DATA FOR REVIEW:
-.-.-

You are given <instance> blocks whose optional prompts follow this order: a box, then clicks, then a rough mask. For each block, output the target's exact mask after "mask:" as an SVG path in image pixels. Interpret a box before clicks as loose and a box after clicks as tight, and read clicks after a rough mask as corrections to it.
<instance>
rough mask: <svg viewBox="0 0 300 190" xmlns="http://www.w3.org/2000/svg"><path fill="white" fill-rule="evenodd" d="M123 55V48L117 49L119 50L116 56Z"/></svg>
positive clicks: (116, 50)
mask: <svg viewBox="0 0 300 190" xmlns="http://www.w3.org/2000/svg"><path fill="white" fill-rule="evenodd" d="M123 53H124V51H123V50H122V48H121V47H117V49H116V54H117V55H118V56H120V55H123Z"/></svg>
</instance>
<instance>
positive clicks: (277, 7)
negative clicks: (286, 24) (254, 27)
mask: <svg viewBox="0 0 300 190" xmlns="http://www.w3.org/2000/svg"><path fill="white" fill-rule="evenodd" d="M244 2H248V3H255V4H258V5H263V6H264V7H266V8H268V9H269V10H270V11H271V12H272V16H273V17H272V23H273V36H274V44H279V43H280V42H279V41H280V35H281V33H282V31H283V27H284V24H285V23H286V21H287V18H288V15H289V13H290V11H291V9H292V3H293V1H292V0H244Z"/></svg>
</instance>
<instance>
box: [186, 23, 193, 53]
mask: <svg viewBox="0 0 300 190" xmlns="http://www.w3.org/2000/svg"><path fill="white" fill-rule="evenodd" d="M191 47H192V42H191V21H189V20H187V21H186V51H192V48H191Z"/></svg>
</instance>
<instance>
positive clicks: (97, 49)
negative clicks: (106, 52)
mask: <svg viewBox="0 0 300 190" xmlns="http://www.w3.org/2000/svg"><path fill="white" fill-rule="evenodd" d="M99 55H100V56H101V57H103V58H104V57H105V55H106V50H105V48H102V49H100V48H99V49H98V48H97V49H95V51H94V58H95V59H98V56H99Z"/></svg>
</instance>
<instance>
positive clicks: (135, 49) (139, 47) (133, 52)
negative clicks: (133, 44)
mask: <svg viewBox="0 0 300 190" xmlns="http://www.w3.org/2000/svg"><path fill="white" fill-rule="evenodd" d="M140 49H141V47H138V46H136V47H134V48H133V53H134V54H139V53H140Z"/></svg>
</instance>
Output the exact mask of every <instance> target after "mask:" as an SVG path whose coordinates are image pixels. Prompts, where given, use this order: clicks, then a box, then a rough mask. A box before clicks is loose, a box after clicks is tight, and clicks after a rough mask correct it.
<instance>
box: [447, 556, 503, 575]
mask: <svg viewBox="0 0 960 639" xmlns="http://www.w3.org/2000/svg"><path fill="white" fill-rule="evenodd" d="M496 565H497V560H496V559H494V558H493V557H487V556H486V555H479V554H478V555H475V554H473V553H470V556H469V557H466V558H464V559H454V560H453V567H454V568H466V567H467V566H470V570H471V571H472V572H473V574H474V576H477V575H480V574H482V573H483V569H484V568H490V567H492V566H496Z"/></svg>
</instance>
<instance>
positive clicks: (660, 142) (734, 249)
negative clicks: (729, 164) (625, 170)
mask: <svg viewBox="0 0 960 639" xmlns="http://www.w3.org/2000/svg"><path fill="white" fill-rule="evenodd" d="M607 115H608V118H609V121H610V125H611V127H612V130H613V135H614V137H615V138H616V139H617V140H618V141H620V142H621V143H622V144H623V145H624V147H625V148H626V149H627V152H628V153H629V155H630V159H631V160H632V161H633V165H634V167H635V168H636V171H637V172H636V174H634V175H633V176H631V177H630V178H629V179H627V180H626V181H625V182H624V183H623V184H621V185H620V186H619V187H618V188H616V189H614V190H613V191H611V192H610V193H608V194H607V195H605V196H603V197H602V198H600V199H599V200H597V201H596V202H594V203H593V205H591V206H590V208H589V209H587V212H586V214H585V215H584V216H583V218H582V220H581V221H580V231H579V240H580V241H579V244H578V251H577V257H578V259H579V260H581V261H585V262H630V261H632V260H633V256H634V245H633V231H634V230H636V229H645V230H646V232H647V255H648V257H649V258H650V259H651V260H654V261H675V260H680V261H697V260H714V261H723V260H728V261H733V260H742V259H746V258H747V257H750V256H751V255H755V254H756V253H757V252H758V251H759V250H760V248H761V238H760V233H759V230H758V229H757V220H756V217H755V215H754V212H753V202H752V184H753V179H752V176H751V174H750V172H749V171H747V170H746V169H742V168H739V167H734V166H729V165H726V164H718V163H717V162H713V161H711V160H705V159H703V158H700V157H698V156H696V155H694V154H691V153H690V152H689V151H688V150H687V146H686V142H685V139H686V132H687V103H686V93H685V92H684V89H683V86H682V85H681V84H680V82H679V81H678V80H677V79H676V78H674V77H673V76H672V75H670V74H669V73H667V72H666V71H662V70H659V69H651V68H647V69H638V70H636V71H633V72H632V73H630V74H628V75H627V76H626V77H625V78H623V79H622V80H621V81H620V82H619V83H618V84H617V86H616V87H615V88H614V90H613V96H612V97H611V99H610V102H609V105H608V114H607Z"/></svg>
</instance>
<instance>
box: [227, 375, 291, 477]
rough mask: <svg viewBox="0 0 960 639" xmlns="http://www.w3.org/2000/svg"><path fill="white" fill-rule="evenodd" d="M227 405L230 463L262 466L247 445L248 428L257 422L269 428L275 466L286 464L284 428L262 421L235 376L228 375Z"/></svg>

-.-.-

BRIEF:
Retype the listing above exactly as it appears.

ANSWER TO THE PROBLEM:
You are given <instance> blocks whose optional prompts follow this order: a box, then clicks, then a rough mask. For each block, output the target's exact mask after "mask:" as an SVG path in image pixels. Interpret a box before clicks as loose and a box after clicks as tight, and read clicks after a rough mask as corrections to it.
<instance>
rough mask: <svg viewBox="0 0 300 190" xmlns="http://www.w3.org/2000/svg"><path fill="white" fill-rule="evenodd" d="M123 55V48L117 49L119 50L116 56Z"/></svg>
positive clicks: (116, 50)
mask: <svg viewBox="0 0 300 190" xmlns="http://www.w3.org/2000/svg"><path fill="white" fill-rule="evenodd" d="M123 53H124V51H123V50H122V48H121V47H117V49H116V54H117V55H118V56H120V55H123Z"/></svg>
</instance>
<instance>
positive clicks: (277, 7)
negative clicks: (286, 24) (254, 27)
mask: <svg viewBox="0 0 300 190" xmlns="http://www.w3.org/2000/svg"><path fill="white" fill-rule="evenodd" d="M244 2H248V3H255V4H258V5H263V6H264V7H266V8H268V9H269V10H270V11H271V12H272V16H273V17H272V23H273V36H274V44H279V43H280V42H279V41H280V35H281V33H282V31H283V27H284V24H285V23H286V21H287V18H288V15H289V13H290V11H291V9H292V3H293V1H292V0H244Z"/></svg>
</instance>
<instance>
box: [186, 23, 193, 53]
mask: <svg viewBox="0 0 300 190" xmlns="http://www.w3.org/2000/svg"><path fill="white" fill-rule="evenodd" d="M191 47H192V42H191V21H189V20H187V21H186V51H192V48H191Z"/></svg>
</instance>
<instance>
positive clicks: (97, 49)
negative clicks: (106, 52)
mask: <svg viewBox="0 0 300 190" xmlns="http://www.w3.org/2000/svg"><path fill="white" fill-rule="evenodd" d="M99 55H100V56H101V57H103V58H104V57H105V55H106V50H105V48H102V49H100V48H99V49H98V48H97V49H95V51H94V58H95V59H98V56H99Z"/></svg>
</instance>
<instance>
positive clicks: (135, 49) (139, 47) (133, 52)
negative clicks: (133, 44)
mask: <svg viewBox="0 0 300 190" xmlns="http://www.w3.org/2000/svg"><path fill="white" fill-rule="evenodd" d="M140 49H141V47H138V46H136V47H134V48H133V53H134V54H139V53H140Z"/></svg>
</instance>
Output the exact mask of every <instance> target after "mask:" as an SVG path whose coordinates are image pixels. Prompts, where given, use this order: clicks, then a box, then a rough mask. A box before clicks is loose, a box after clicks is tight, and clicks after a rough mask correct it.
<instance>
box: [447, 556, 503, 575]
mask: <svg viewBox="0 0 960 639" xmlns="http://www.w3.org/2000/svg"><path fill="white" fill-rule="evenodd" d="M496 565H497V560H496V559H494V558H493V557H487V556H486V555H479V554H478V555H475V554H473V553H470V556H469V557H466V558H464V559H454V560H453V567H454V568H466V567H467V566H470V570H471V571H472V572H473V574H474V576H477V575H480V574H482V573H483V569H484V568H490V567H492V566H496Z"/></svg>
</instance>
<instance>
positive clicks: (660, 142) (734, 249)
negative clicks: (729, 164) (625, 170)
mask: <svg viewBox="0 0 960 639" xmlns="http://www.w3.org/2000/svg"><path fill="white" fill-rule="evenodd" d="M607 115H608V118H609V121H610V125H611V127H612V130H613V135H614V137H615V138H616V139H617V140H618V141H620V142H621V143H622V144H623V145H624V147H625V148H626V149H627V152H628V153H629V155H630V159H631V160H632V161H633V165H634V167H635V168H636V171H637V172H636V174H634V175H633V176H631V177H630V178H629V179H627V180H626V181H625V182H624V183H623V184H621V185H620V186H619V187H618V188H616V189H614V190H613V191H611V192H610V193H608V194H607V195H605V196H603V197H602V198H600V199H599V200H597V201H596V202H594V203H593V205H591V206H590V208H589V209H587V212H586V214H585V215H584V216H583V218H582V220H581V221H580V231H579V240H580V241H579V244H578V251H577V257H578V259H579V260H581V261H585V262H630V261H632V260H633V256H634V245H633V231H634V230H636V229H645V230H646V232H647V255H648V257H649V258H650V259H651V260H654V261H675V260H680V261H697V260H714V261H723V260H728V261H733V260H742V259H746V258H747V257H750V256H751V255H755V254H756V253H757V252H758V251H759V250H760V248H761V238H760V233H759V230H758V229H757V220H756V217H755V215H754V212H753V202H752V184H753V179H752V176H751V174H750V172H749V171H747V170H746V169H742V168H739V167H734V166H729V165H726V164H718V163H717V162H713V161H711V160H705V159H703V158H700V157H698V156H696V155H694V154H691V153H690V152H689V151H688V150H687V146H686V142H685V139H686V132H687V103H686V93H685V92H684V89H683V86H682V85H681V84H680V82H679V81H678V80H677V79H676V78H674V77H673V76H672V75H670V74H669V73H667V72H666V71H662V70H659V69H651V68H647V69H638V70H636V71H633V72H632V73H630V74H628V75H627V76H626V77H625V78H623V79H622V80H621V81H620V82H619V83H618V84H617V86H616V87H615V88H614V90H613V96H612V97H611V99H610V102H609V105H608V114H607Z"/></svg>
</instance>
<instance>
box: [227, 375, 291, 477]
rough mask: <svg viewBox="0 0 960 639" xmlns="http://www.w3.org/2000/svg"><path fill="white" fill-rule="evenodd" d="M227 405L230 463L262 466L247 445L248 428L257 422L269 428L275 466L286 464L284 428L262 421L235 376L228 375Z"/></svg>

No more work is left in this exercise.